## What to work on
Convert the lines from the one containing "Where can the water" through the one containing "Target: water reflection" into a JSON list of strings, one string per line, with blank lines left out.

[Records from a data collection]
□ □ □ □
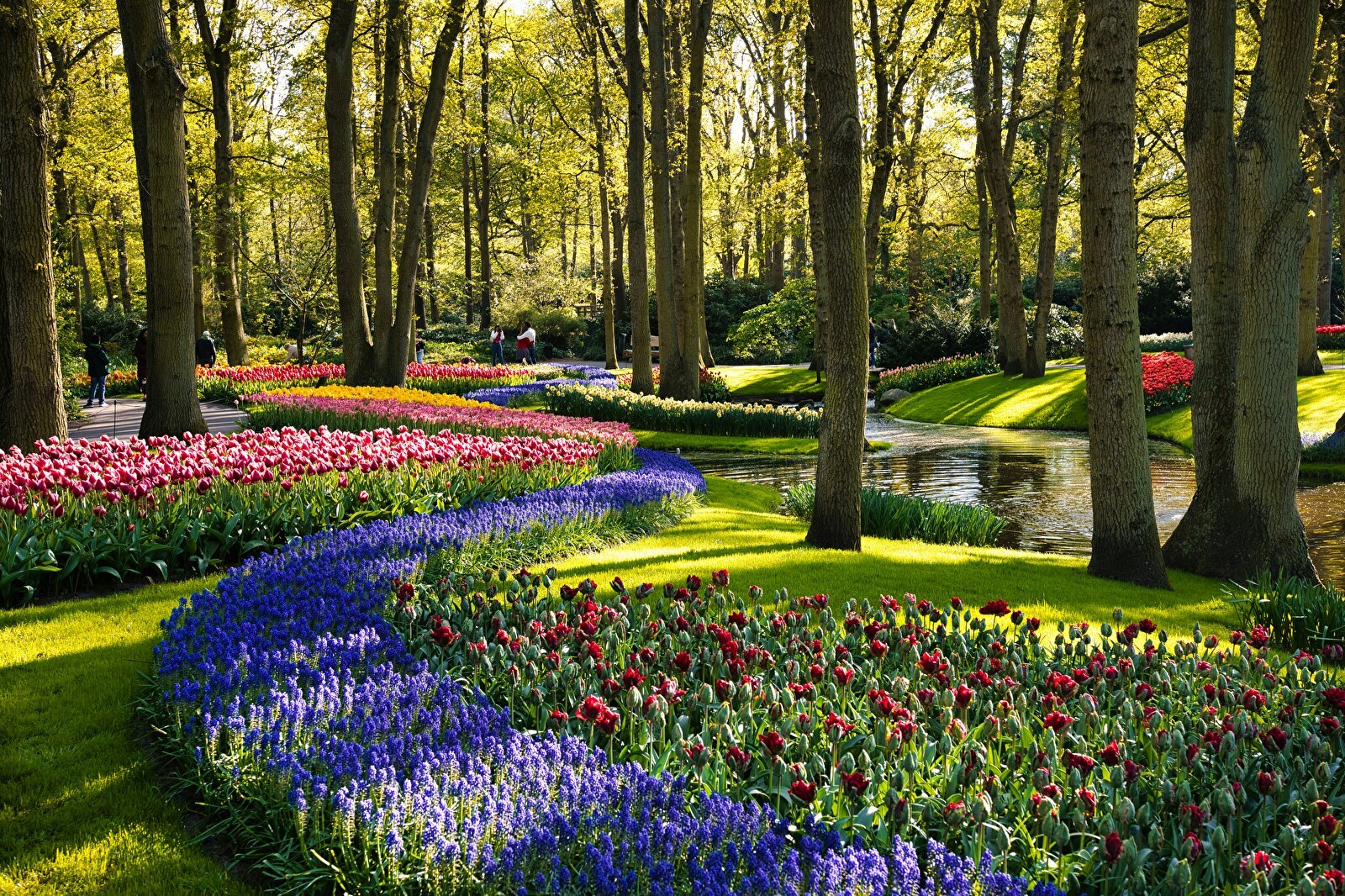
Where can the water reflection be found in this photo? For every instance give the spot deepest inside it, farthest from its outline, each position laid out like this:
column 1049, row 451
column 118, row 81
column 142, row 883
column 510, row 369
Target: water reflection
□ □ □ □
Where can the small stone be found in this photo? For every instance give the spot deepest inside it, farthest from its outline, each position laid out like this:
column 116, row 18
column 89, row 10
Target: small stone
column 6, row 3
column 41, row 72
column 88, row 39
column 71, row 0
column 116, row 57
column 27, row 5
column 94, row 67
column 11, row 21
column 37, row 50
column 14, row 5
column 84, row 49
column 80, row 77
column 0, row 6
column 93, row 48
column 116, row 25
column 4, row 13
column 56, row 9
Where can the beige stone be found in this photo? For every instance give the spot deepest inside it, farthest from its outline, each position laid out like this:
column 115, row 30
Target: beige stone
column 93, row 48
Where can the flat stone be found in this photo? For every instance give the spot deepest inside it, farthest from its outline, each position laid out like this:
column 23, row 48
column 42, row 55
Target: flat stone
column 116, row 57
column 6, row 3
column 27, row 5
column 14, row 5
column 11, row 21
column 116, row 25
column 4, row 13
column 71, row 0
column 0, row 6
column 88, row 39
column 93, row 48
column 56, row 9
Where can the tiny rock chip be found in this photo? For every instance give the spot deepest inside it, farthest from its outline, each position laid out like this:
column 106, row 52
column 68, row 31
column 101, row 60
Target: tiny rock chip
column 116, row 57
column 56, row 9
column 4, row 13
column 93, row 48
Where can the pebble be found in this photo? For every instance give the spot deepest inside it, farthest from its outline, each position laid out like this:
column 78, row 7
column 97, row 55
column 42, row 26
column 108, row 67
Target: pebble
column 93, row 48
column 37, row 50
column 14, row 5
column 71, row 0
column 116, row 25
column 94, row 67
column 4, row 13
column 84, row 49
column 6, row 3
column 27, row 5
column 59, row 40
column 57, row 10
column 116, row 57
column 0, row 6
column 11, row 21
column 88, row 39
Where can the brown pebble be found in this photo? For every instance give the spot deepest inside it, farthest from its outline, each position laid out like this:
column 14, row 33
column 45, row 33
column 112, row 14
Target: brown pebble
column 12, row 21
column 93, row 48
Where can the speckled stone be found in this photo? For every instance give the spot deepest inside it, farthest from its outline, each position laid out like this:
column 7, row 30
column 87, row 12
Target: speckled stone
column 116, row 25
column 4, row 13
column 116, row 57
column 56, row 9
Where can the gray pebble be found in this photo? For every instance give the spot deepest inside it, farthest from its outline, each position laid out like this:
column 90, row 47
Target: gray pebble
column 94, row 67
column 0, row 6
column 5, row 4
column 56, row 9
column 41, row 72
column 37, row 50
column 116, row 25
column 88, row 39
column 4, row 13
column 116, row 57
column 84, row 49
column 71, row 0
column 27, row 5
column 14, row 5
□ □ □ □
## Exercise response
[
  "Where can the water reflection be found in this photo? For every instance give the spot deepest inside it, farthest from its outline, each position laid out like this:",
  "column 1049, row 451",
  "column 118, row 81",
  "column 142, row 883",
  "column 510, row 369",
  "Target: water reflection"
]